Start of EXERCISE INPUTS

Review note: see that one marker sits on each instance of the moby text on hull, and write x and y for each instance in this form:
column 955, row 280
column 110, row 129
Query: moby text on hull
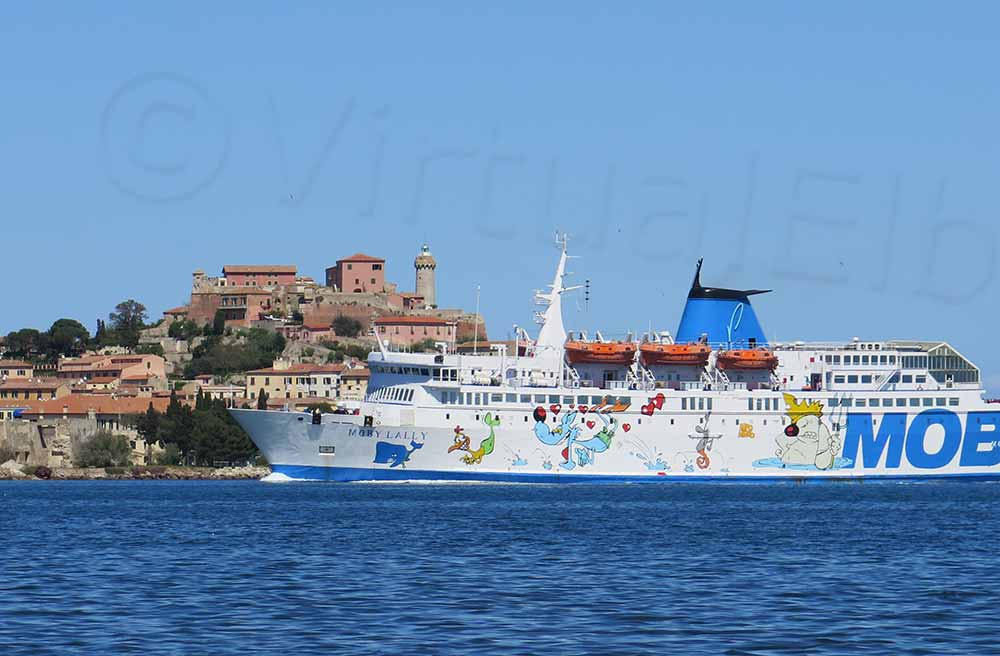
column 716, row 401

End of EXERCISE INPUTS

• **WHAT YOU WILL DO**
Pull out every line of the items above that contains the word "column", matching case exactly.

• **ANSWER TO THIS EXERCISE**
column 955, row 280
column 110, row 129
column 716, row 401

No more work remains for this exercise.